Top of EXTRACTED INFORMATION

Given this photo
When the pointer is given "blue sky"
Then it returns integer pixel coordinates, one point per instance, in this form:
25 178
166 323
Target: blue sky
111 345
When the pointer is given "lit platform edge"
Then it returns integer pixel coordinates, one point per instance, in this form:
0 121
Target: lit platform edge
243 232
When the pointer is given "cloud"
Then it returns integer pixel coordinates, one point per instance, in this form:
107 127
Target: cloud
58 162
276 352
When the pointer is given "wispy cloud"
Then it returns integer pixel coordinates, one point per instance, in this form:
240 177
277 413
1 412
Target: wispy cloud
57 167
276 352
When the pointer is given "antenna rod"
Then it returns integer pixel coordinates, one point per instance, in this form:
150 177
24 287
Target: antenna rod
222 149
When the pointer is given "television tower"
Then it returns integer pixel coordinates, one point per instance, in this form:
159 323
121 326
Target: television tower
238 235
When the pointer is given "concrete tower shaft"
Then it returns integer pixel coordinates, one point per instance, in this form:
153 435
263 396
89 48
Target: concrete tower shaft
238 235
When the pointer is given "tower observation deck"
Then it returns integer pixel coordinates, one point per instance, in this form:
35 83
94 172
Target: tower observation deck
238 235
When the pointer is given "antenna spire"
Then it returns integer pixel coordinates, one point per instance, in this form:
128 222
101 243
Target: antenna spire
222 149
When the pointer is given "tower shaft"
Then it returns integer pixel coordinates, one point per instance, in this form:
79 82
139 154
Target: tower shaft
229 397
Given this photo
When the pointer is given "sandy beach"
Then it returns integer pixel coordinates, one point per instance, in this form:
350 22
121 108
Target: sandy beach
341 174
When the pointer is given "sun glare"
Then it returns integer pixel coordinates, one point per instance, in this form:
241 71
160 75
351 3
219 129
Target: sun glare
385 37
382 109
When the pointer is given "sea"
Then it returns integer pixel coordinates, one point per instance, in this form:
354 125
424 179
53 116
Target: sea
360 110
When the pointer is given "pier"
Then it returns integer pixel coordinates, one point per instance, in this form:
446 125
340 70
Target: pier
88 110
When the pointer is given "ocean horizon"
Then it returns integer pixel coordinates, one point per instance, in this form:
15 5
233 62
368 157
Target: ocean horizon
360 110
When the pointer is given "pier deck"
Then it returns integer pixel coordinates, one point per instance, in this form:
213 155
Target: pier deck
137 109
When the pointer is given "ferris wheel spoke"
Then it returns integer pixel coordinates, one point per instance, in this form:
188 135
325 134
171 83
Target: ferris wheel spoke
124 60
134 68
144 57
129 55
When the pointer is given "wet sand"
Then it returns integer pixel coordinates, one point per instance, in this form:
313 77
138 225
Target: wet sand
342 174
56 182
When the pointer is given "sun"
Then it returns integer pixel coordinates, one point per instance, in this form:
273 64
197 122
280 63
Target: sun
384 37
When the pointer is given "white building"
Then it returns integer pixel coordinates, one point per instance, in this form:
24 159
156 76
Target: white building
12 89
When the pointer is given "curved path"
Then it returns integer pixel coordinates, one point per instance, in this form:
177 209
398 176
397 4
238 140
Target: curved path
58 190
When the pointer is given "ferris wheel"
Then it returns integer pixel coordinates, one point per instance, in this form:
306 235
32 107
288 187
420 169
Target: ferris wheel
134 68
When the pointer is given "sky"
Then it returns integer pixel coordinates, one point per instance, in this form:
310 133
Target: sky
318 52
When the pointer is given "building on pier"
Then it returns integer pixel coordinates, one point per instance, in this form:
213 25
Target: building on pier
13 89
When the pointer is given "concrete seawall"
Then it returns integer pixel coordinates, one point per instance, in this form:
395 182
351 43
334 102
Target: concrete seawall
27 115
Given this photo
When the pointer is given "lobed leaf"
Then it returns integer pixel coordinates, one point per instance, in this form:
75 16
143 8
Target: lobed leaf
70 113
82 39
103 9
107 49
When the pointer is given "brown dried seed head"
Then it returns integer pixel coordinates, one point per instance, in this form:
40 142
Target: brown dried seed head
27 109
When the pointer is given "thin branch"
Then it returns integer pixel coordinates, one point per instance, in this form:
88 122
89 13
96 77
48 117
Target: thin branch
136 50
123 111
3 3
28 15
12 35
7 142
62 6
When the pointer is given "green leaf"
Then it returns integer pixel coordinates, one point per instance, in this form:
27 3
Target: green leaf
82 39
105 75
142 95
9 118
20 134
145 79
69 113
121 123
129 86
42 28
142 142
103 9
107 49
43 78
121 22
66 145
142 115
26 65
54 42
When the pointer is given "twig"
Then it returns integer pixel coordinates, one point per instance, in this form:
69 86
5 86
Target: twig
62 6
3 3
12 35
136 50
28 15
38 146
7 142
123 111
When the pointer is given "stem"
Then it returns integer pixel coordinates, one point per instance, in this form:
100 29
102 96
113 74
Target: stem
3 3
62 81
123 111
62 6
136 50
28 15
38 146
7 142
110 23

Bottom of EXTRACTED INFORMATION

# WORK REQUEST:
The answer must be the full listing, returned exactly as given.

# COMPLETED EXERCISE:
Given this photo
When the pointer is given "blue sky"
Then it returns integer pixel coordinates, one point per instance, in this form:
25 178
166 323
Target: blue sky
111 345
When the pointer is given "lit platform edge"
Then it returns integer pixel coordinates, one point per instance, in this form:
0 121
Target: lit platform edge
243 232
When the pointer is given "cloud"
Then it returns integer pixel coordinates, one point per instance, in this form:
107 127
Target: cloud
58 162
276 352
When the pointer is given "wispy cloud"
Then it returns integer pixel coordinates, one point per instance, in this form:
240 177
277 413
1 412
Target: wispy cloud
57 167
276 352
When the pointer is given "antenna rod"
Then it returns integer pixel coordinates, one point per instance, in this form:
150 177
24 287
Target: antenna rod
222 149
When the pointer is given "television tower"
Then it returns integer pixel coordinates, one point per instance, in this form:
159 323
121 326
Target: television tower
238 235
When the pointer is given "concrete tower shaft"
Then it returns integer pixel coordinates, one point per instance, in this form:
153 435
263 396
89 48
Target: concrete tower shaft
238 235
When the pointer is given "tower observation deck"
Then it returns integer pixel coordinates, one point per instance, in this form:
35 83
94 172
Target: tower observation deck
238 235
When the pointer is given "antenna spire"
Then it returns integer pixel coordinates, one point per instance, in this form:
128 222
101 243
Target: antenna spire
222 149
When the pointer is given "tower shaft"
Then it returns integer pixel coordinates, one point per instance, in this form:
79 82
139 154
Target: tower shaft
229 397
Given this photo
When the pointer is given "sandy beach"
Then it returns integer pixel coordinates, one point per instance, in this form:
350 22
121 108
Target: sandy beach
341 174
When the pointer is given "sun glare"
Then it returns integer pixel coordinates, one point per instance, in this form:
241 71
160 75
351 3
219 129
Target: sun glare
385 37
382 109
When the pointer is given "sea"
Then it returns integer pixel coordinates, one point per instance, in this form:
354 125
424 179
53 116
Target: sea
360 110
When the pointer is given "pier"
Then it returns integer pixel coordinates, one point per instance, in this form:
446 125
340 70
Target: pier
88 110
When the pointer is given "ocean horizon"
Then it returns integer pixel coordinates, one point per instance, in this form:
15 5
233 62
368 157
Target: ocean horizon
360 110
When the pointer is given "pier deck"
Then it returns integer pixel coordinates, one point per instance, in this form:
213 155
Target: pier deck
137 109
When the pointer is given "ferris wheel spoke"
Then it returns integer pixel coordinates, one point per instance, in this form:
188 135
325 134
171 83
Target: ferris wheel spoke
124 60
134 68
144 57
129 55
When the pointer is given "wet sand"
Then it returns integer pixel coordinates, one point per instance, in this form:
313 77
138 225
Target: wet sand
342 174
56 182
When the pointer is given "sun"
Then it returns integer pixel coordinates, one point per instance, in this form:
273 64
197 122
280 63
Target: sun
384 37
When the pointer is given "white building"
Then it returns integer pixel coordinates, one point per instance, in this form:
24 159
156 76
Target: white building
12 89
When the pointer is given "curved path"
Then it returns integer pixel coordinates, one point per instance, in this form:
177 209
398 176
397 4
238 140
Target: curved path
58 190
When the pointer is given "ferris wheel"
Then it returns integer pixel coordinates, one point per instance, in this form:
306 235
32 107
288 187
420 169
Target: ferris wheel
134 68
When the pointer is given "sky"
Then it returns integer pixel coordinates, one point per instance, in this form:
310 133
Target: sky
318 52
When the pointer is given "building on pier"
Then it returns integer pixel coordinates, one point per instance, in this form:
213 25
Target: building on pier
13 89
When the pointer is given "concrete seawall"
Then it returns integer pixel coordinates, one point per instance, in this form:
395 182
351 43
334 102
Target: concrete seawall
27 115
Given this photo
When the pointer is given "lobed leaf"
Then it returns integer pixel coordinates, one point per instance, in this form:
75 16
143 8
Target: lobed leaf
70 113
82 39
103 9
107 49
When the pointer is given "brown dried seed head"
Then it returns integer pixel coordinates, one point per instance, in this form:
40 142
Target: brown dried seed head
27 109
When the pointer is given "thin branch"
Then it returns integer pixel coordinates, one point per instance, in this form:
88 122
89 13
96 77
48 117
Target: thin branch
136 50
123 111
3 3
28 15
12 35
7 142
62 6
When the pointer is given "green leaf"
Then it returns integer pixel coordinates, one point per instance, in this form:
27 3
Target: green leaf
82 39
105 75
142 95
9 118
20 134
145 79
69 113
121 123
129 86
42 28
142 142
103 9
107 49
43 78
121 22
66 145
142 115
26 65
54 42
When the pointer is given "twig"
Then it returns integer pixel coordinates, one point per instance, in this form:
69 86
5 86
Target: twig
62 6
3 3
12 35
136 50
28 15
38 146
7 142
123 111
When the pointer is given "stem"
Then it returns integer pixel coordinates, one point per instance, in this form:
100 29
102 96
113 74
Target: stem
3 3
62 81
123 111
62 6
136 50
28 15
38 146
7 142
110 23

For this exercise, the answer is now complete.